Written instruction. Quote everything in the passage below on fabricating quantum dots, from "[0011] Preferably, the" down to "the quantum dots.".

Quoted text.
OBJECTIVE OF THE PRESENT INVENTION
[0007] Accordingly, the objective of the present invention is to
provide a method for fabricating quantum dots.
[0008] Another objective of the present invention is to provide a
method capable of forming large-area, highly uniform and ordered
quantum dot arrays at predefined positions for quantum dot-based
products.
BRIEF SUMMARY OF THE INVENTION
[0009] An embodiment of the invention relates to a method of
fabricating at least one semiconductor quantum dot at a predefined
position, comprising the steps of: patterning a semiconductor base
material using nanoimprint lithography and an etching step, to form
at least one nano-hole at the predefined position in the
semiconductor base material; and growing the at least one
semiconductor quantum dot in or on top of the at least one
nano-hole by metalorganic chemical vapor deposition. This
embodiment achieves an outstanding uniformity and ordering of the
quantum dots. Furthermore, this embodiment realizes an accurate
site control for quantum dot arrays and single quantum dots.
Furthermore, this embodiment has the ability to create patterned
substrates with either high or low dense structures
simultaneously.
[0010] According to a preferred embodiment, the method further
comprises the steps of: growing a first semiconductor buffer layer
on a substrate, said first semiconductor buffer layer forming said
semiconductor base material; and patterning the first semiconductor
buffer layer based on said nanoimprint lithography and said etching
step, to form said nano-hole in the first semiconductor buffer
layer. The first semiconductor buffer layer is not mandatory,
however, it enhances the surface quality and thus supports the
growth of quantum dots later on.
[0011] Preferably, the method also comprises the steps of growing a
second buffer layer on the patterned first semiconductor buffer
layer, and growing the semiconductor quantum dot in the nano-hole
of the second semiconductor buffer layer. The second semiconductor
buffer layer further enhances the surface quality and thus the
quality of the quantum dots.

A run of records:
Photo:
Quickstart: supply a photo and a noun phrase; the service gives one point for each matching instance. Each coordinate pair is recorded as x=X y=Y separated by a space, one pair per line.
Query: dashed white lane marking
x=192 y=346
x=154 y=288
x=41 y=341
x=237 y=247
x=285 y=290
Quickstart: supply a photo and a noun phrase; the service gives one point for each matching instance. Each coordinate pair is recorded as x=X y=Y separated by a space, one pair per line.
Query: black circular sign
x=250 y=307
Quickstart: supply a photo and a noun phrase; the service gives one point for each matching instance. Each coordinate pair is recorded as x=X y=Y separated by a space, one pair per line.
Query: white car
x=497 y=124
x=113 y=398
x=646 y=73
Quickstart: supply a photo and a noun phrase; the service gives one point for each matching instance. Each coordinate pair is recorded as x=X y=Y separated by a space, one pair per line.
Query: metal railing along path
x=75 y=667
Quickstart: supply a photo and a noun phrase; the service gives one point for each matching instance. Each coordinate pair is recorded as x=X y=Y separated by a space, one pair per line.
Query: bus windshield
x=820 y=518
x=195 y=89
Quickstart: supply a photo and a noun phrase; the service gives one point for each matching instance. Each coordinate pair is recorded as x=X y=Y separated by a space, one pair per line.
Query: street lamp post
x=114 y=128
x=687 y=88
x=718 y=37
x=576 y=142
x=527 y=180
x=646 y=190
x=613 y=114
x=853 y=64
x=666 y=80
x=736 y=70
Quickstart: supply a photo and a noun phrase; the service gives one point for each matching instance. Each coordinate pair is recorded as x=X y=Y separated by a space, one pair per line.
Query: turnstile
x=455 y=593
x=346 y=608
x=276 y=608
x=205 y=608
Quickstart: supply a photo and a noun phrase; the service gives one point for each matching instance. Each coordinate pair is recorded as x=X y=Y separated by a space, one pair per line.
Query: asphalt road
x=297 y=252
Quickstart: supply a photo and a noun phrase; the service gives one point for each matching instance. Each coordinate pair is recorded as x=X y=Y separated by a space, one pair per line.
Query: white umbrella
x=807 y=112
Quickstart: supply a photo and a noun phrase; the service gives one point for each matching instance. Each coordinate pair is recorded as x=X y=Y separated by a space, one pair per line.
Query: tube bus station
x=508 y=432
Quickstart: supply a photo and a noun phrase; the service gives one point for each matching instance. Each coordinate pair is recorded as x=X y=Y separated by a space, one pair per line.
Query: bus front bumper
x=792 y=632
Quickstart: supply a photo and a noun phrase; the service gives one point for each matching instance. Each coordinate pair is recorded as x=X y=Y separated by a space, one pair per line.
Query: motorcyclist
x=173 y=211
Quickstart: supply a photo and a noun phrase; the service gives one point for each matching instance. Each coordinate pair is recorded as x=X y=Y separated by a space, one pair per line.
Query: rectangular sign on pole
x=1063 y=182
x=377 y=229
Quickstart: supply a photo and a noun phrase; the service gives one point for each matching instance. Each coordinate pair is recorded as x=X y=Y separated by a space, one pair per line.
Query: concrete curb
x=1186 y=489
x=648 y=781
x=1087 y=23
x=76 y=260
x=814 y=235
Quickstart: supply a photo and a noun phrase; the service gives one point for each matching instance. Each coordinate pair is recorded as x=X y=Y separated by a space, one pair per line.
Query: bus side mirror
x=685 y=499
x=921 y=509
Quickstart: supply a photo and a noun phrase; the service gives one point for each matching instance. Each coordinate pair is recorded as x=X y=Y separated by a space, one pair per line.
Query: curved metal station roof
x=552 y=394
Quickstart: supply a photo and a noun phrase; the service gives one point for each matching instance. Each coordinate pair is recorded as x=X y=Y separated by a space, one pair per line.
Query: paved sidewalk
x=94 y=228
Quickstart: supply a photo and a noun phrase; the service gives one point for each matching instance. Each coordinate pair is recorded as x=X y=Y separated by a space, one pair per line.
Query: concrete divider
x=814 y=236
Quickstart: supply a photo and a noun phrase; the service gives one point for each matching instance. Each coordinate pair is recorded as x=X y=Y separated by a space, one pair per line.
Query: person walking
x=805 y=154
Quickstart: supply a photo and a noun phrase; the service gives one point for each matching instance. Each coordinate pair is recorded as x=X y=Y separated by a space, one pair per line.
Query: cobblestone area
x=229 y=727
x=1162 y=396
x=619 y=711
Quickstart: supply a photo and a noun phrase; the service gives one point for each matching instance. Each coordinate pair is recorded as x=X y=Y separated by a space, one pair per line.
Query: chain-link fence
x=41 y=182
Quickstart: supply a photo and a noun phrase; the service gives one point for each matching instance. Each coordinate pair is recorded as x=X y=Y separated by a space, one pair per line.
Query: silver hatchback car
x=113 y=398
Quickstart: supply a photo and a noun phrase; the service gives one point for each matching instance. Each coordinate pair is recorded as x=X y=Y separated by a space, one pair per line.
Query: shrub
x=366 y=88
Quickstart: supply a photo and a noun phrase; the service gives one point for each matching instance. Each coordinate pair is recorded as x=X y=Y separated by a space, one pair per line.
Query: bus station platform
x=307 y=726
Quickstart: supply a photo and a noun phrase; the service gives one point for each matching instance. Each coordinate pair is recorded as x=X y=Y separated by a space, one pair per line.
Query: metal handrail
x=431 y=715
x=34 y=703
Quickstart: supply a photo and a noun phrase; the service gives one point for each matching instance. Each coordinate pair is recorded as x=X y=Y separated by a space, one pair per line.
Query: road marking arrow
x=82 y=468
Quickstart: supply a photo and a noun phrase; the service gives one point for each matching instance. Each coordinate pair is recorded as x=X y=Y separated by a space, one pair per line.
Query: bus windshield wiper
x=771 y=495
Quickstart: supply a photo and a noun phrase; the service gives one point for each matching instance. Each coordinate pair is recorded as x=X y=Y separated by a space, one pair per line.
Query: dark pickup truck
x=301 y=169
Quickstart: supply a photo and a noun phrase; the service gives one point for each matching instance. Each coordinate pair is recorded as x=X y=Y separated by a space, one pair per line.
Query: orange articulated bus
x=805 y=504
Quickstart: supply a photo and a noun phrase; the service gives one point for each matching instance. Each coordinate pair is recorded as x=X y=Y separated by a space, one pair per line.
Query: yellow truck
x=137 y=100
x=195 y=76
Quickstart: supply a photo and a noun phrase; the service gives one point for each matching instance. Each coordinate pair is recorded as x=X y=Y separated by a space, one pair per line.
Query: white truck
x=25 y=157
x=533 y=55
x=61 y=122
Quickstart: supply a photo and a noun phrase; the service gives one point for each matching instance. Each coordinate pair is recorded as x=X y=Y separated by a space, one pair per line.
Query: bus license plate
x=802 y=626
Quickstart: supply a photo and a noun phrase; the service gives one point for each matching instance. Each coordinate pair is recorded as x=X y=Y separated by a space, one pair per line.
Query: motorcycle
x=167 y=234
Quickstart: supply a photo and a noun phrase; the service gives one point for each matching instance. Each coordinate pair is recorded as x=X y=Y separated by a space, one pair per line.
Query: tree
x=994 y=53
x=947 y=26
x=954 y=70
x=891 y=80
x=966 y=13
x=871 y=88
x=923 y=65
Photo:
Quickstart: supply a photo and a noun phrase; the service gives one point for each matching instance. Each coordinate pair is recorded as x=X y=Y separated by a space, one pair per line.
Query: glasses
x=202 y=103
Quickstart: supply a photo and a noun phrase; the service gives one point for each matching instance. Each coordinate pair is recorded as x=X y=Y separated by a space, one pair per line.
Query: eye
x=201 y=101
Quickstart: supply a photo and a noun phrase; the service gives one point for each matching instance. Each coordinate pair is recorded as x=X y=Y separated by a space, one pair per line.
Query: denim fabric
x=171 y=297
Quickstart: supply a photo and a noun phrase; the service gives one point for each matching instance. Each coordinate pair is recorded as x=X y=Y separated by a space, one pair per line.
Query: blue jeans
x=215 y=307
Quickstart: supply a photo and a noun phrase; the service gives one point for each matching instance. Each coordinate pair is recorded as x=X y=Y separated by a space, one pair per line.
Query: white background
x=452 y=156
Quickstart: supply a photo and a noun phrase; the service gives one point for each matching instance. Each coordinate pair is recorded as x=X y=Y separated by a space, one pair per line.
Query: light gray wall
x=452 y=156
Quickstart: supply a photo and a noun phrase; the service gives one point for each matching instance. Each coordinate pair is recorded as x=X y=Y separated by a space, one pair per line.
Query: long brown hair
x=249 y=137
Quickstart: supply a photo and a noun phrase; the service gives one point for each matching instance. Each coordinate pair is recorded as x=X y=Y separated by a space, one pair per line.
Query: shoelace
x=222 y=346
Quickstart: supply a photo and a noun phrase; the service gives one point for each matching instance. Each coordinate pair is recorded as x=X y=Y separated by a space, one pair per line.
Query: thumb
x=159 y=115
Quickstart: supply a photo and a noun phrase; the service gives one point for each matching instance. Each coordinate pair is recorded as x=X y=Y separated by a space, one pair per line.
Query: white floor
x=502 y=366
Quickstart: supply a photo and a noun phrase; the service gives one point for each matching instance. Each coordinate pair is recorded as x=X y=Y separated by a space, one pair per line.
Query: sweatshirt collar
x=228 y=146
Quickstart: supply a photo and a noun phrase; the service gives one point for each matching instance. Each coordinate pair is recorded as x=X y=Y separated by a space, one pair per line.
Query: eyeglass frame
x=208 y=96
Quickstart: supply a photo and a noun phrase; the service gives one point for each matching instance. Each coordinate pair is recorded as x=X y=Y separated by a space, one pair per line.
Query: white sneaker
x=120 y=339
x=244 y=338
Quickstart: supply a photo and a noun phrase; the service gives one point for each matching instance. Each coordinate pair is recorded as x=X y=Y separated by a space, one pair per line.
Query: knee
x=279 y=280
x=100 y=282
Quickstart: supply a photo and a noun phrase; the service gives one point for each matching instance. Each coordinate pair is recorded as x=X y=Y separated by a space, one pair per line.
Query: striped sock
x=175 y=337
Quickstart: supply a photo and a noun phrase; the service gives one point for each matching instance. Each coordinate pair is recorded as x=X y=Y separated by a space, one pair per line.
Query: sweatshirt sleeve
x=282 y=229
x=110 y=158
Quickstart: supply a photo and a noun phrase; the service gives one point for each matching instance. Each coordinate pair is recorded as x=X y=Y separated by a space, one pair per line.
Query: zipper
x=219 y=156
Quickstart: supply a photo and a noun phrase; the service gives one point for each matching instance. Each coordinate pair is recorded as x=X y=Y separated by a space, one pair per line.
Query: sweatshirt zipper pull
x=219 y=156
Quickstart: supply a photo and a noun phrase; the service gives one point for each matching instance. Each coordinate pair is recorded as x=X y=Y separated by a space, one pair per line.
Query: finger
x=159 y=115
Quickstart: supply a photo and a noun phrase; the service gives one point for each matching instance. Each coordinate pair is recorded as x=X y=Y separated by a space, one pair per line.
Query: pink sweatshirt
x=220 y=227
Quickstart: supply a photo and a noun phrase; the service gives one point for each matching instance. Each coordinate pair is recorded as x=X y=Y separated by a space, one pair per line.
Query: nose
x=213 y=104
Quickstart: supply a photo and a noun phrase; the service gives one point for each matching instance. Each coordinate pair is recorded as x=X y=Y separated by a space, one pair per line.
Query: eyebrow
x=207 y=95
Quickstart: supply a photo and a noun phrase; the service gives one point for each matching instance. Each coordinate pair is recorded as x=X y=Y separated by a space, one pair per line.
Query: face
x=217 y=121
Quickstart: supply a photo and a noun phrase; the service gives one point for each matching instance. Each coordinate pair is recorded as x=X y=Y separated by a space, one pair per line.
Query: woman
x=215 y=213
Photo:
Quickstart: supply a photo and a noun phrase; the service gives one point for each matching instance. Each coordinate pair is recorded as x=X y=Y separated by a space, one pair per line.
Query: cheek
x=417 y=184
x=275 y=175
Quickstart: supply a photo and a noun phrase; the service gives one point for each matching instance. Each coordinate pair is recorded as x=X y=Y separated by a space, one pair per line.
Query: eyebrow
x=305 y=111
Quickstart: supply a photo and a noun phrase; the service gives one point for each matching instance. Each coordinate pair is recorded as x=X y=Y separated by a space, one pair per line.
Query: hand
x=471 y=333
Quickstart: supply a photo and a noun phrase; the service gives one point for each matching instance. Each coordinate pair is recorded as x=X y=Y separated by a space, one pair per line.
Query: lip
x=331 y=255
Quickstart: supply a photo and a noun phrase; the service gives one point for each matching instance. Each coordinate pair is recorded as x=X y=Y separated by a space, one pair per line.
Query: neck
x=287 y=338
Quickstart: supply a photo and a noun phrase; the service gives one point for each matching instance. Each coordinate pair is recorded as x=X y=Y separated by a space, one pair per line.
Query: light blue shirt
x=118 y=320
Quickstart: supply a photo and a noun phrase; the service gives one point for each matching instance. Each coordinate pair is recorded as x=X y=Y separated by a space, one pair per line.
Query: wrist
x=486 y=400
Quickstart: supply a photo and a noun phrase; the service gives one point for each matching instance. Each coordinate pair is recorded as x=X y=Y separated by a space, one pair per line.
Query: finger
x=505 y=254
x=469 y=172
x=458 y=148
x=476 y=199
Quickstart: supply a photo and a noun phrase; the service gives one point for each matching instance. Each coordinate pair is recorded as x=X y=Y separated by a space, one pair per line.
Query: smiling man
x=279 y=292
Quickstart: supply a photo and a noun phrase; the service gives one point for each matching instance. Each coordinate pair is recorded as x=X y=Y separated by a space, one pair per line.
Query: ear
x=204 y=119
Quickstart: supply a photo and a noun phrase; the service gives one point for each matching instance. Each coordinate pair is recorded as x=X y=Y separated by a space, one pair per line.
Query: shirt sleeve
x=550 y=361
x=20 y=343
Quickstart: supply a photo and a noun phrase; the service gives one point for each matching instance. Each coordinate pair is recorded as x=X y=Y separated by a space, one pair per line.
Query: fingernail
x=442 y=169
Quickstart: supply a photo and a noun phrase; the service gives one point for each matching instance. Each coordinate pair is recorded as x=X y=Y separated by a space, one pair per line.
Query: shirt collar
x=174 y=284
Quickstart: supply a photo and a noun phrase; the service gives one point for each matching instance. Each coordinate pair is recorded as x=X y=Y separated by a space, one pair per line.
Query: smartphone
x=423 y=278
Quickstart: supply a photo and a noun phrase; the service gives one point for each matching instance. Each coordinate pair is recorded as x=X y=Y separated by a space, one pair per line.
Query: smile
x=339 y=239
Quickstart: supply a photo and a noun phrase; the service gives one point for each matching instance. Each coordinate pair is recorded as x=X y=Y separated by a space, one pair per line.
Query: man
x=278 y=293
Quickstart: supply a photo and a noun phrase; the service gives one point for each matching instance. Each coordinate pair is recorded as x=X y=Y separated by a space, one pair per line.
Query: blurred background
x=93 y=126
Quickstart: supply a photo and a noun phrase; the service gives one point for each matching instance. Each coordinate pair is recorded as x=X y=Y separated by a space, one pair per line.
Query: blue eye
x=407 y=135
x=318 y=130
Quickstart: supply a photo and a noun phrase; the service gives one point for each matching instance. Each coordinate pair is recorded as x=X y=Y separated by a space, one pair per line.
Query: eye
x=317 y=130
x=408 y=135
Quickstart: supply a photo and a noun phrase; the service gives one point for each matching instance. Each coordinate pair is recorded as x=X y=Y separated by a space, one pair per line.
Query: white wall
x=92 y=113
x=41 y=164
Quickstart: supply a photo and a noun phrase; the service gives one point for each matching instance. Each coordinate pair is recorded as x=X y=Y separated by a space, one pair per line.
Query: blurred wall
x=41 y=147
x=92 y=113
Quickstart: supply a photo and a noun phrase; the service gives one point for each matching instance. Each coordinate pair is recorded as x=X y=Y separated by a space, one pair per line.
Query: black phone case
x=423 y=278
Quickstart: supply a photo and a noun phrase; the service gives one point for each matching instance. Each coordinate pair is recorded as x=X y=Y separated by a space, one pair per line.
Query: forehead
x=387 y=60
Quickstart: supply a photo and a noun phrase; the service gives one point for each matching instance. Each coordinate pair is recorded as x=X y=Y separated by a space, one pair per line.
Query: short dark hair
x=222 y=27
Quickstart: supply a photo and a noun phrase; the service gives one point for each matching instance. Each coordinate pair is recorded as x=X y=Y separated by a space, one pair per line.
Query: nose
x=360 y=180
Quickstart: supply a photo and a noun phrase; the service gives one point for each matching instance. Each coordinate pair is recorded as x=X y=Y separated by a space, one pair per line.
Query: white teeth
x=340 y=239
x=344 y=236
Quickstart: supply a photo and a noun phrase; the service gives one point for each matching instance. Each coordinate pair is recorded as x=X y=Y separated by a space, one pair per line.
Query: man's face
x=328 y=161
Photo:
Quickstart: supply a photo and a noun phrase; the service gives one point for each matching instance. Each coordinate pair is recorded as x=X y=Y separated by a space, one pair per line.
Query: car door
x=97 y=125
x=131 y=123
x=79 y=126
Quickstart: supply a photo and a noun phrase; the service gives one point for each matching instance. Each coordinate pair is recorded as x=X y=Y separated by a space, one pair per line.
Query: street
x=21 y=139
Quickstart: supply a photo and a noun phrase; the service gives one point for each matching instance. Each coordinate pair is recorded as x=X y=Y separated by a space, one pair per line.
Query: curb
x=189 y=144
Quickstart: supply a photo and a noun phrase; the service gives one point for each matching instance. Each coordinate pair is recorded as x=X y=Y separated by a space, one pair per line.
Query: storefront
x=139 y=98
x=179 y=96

Task solution.
[0011] Preferably, the method also comprises the steps of growing a
second buffer layer on the patterned first semiconductor buffer
layer, and growing the semiconductor quantum dot in the nano-hole
of the second semiconductor buffer layer. The second semiconductor
buffer layer further enhances the surface quality and thus the
quality of the quantum dots.